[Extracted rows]
--- begin ---
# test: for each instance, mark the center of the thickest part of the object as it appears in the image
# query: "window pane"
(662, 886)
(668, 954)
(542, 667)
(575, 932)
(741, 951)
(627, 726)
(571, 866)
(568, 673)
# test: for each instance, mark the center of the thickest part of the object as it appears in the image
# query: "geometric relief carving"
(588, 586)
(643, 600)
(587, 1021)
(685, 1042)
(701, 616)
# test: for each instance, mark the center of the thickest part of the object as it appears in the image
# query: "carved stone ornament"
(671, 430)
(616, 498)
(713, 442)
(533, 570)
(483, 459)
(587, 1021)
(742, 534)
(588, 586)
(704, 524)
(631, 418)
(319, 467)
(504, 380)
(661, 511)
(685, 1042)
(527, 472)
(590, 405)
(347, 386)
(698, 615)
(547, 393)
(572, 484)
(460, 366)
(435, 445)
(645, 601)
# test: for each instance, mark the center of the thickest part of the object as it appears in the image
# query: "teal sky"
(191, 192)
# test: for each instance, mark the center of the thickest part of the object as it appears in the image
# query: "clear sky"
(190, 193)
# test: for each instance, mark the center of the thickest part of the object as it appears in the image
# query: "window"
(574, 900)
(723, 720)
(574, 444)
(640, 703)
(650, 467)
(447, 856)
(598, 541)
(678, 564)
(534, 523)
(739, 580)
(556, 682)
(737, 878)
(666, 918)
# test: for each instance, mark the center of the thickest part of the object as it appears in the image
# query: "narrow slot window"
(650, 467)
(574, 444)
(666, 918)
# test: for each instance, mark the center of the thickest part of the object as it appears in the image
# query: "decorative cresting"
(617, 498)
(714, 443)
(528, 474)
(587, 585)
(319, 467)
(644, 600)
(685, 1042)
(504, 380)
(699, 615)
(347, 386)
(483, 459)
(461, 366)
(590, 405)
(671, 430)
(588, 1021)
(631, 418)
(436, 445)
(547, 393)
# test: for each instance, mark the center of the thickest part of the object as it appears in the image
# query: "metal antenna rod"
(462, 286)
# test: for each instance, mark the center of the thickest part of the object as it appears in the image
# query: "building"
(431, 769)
--- end ---
### AIM OF THE EXERCISE
Can you give every line of the rows above as a JSON list of strings, one string per line, with blank lines left out?

### COMPLETE ANSWER
[
  "# test: for each instance, mark the center of the thickest part of the object as it appears in the image",
  "# query: \"window pane\"",
  "(662, 886)",
  "(668, 954)",
  "(542, 667)",
  "(575, 932)",
  "(741, 951)",
  "(627, 726)",
  "(571, 866)",
  "(568, 673)",
  "# test: for each instance, mark the center of the thickest part of the object as it appears in the image",
  "# query: \"geometric relief carving\"",
  "(588, 586)",
  "(643, 600)",
  "(587, 1021)",
  "(685, 1042)",
  "(701, 616)",
  "# test: for each instance, mark the center of the thickest part of the object as it appears in the image",
  "# query: \"carved stone ornament\"",
  "(671, 430)",
  "(616, 498)",
  "(713, 442)",
  "(533, 570)",
  "(483, 459)",
  "(587, 1021)",
  "(742, 534)",
  "(588, 586)",
  "(704, 524)",
  "(631, 418)",
  "(319, 467)",
  "(504, 380)",
  "(661, 511)",
  "(685, 1042)",
  "(527, 472)",
  "(590, 405)",
  "(347, 386)",
  "(698, 615)",
  "(547, 393)",
  "(572, 484)",
  "(460, 366)",
  "(435, 445)",
  "(645, 601)",
  "# test: for each instance, mark the center of the thickest part of the object as it appears in the image",
  "# query: \"teal sky\"",
  "(191, 192)",
  "# test: for each instance, mark the center of the thickest part of the object as it appears in the image",
  "# query: \"clear sky\"",
  "(190, 193)",
  "# test: for each instance, mark the center of the thickest part of the object as it appears in the image",
  "# query: \"window\"",
  "(574, 900)",
  "(723, 720)",
  "(574, 444)",
  "(640, 703)",
  "(650, 467)",
  "(447, 856)",
  "(598, 541)",
  "(678, 564)",
  "(534, 523)",
  "(739, 580)",
  "(556, 682)",
  "(737, 878)",
  "(666, 918)",
  "# test: for each instance, mark the center of the thickest part of the object as it appears in the image",
  "# query: \"narrow slot window\"",
  "(650, 467)",
  "(574, 444)",
  "(666, 918)",
  "# test: for each instance, mark the center of the thickest part of the object as it appears in the image",
  "# query: \"decorative cresting\"",
  "(617, 498)",
  "(714, 443)",
  "(528, 474)",
  "(587, 585)",
  "(319, 467)",
  "(644, 600)",
  "(685, 1042)",
  "(504, 380)",
  "(699, 615)",
  "(347, 386)",
  "(483, 459)",
  "(461, 366)",
  "(590, 405)",
  "(671, 430)",
  "(588, 1021)",
  "(631, 418)",
  "(436, 445)",
  "(547, 393)",
  "# test: for each instance, mark the center of the thickest part of the object as it appears in the image",
  "# query: \"metal antenna rod\"",
  "(462, 286)",
  "# test: for each instance, mark the center of the thickest part of the object as it appears in the image",
  "# query: \"building\"",
  "(431, 769)"
]